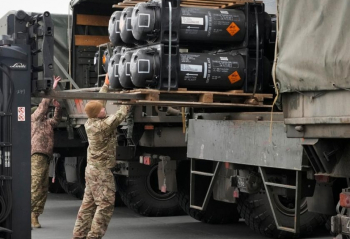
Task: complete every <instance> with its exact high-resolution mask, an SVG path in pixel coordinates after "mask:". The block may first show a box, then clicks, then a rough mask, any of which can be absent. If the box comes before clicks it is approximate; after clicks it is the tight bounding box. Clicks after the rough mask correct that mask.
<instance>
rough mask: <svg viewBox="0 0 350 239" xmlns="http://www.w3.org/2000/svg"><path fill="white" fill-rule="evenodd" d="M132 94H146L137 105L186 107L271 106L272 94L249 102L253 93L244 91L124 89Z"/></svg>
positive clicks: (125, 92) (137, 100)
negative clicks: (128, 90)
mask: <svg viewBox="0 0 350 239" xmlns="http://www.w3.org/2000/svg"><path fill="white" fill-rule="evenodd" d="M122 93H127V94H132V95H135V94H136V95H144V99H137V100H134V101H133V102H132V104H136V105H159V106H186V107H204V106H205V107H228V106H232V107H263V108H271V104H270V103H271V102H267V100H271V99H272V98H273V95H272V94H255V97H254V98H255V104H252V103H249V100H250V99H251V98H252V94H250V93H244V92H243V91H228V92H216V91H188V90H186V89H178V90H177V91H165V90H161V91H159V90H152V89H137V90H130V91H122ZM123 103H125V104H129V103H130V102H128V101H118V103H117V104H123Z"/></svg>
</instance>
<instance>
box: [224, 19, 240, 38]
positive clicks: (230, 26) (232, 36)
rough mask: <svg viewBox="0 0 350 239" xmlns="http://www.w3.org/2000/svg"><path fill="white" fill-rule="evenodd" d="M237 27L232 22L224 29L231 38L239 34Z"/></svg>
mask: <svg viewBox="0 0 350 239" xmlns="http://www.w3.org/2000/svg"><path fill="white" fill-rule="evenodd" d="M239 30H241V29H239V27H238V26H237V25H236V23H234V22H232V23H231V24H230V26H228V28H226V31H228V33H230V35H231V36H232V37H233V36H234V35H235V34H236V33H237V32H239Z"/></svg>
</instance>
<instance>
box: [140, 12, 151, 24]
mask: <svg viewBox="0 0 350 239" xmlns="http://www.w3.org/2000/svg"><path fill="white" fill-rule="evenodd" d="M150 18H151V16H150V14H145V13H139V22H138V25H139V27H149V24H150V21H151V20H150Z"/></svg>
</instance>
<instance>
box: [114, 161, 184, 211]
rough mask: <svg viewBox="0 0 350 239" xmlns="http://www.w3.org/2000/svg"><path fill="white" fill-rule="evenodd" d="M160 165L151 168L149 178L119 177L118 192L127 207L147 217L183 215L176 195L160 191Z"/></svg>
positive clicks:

────────────────

EXERCISE DESCRIPTION: Every entry above has to be repeated exactly, apart from its pictures.

ANSWER AREA:
Task: complete every <instance> with its exact high-resolution mask, an SVG path in pixel coordinates after "mask:". The block may first show a box, then clicks, then a rough mask, any of which can be absent. If the box comes before clicks it is approximate; after clicks it is the tight bounding box. Clicks after the rough mask correct that mask.
<instance>
rough mask: <svg viewBox="0 0 350 239" xmlns="http://www.w3.org/2000/svg"><path fill="white" fill-rule="evenodd" d="M132 94H146L137 105L186 107L271 106L272 94L249 102L253 93L244 91L124 89Z"/></svg>
positive clicks: (125, 92) (137, 100)
negative clicks: (128, 90)
mask: <svg viewBox="0 0 350 239" xmlns="http://www.w3.org/2000/svg"><path fill="white" fill-rule="evenodd" d="M122 93H127V94H132V95H135V94H136V95H144V99H137V100H134V101H133V102H132V104H136V105H159V106H186V107H204V106H205V107H228V106H232V107H263V108H271V104H270V103H271V102H267V100H271V99H272V98H273V95H272V94H255V97H254V98H255V104H252V103H249V100H250V99H251V98H252V94H250V93H244V92H243V91H228V92H216V91H188V90H186V89H178V90H177V91H165V90H161V91H159V90H152V89H137V90H130V91H122ZM123 103H125V104H129V103H130V102H128V101H118V103H117V104H123Z"/></svg>
</instance>
<instance>
box: [224, 19, 240, 38]
positive clicks: (230, 26) (232, 36)
rough mask: <svg viewBox="0 0 350 239" xmlns="http://www.w3.org/2000/svg"><path fill="white" fill-rule="evenodd" d="M237 27L232 22L224 29L231 38L239 34Z"/></svg>
mask: <svg viewBox="0 0 350 239" xmlns="http://www.w3.org/2000/svg"><path fill="white" fill-rule="evenodd" d="M239 30H241V29H239V27H238V26H237V25H236V23H234V22H232V23H231V24H230V26H228V28H226V31H228V33H230V35H231V36H232V37H233V36H234V35H235V34H236V33H237V32H239Z"/></svg>
</instance>
<instance>
box: [140, 12, 151, 24]
mask: <svg viewBox="0 0 350 239" xmlns="http://www.w3.org/2000/svg"><path fill="white" fill-rule="evenodd" d="M150 18H151V16H150V14H145V13H139V22H138V25H139V27H149V24H150V21H151V20H150Z"/></svg>
</instance>
<instance>
box: [114, 161, 184, 211]
rough mask: <svg viewBox="0 0 350 239" xmlns="http://www.w3.org/2000/svg"><path fill="white" fill-rule="evenodd" d="M160 165L151 168L149 178L119 177L118 192L127 207L147 217L183 215L176 195L160 191Z"/></svg>
positive clicks:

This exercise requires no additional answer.